'''

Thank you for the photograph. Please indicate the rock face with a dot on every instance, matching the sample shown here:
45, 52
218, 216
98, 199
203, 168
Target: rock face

'''

● Task goal:
Lines from the entries that contain the string "face" must be found and copied.

● Result below:
Thank you for the photograph. Please indicate the rock face with a dot on every instance, matching the sample shown here:
Target: rock face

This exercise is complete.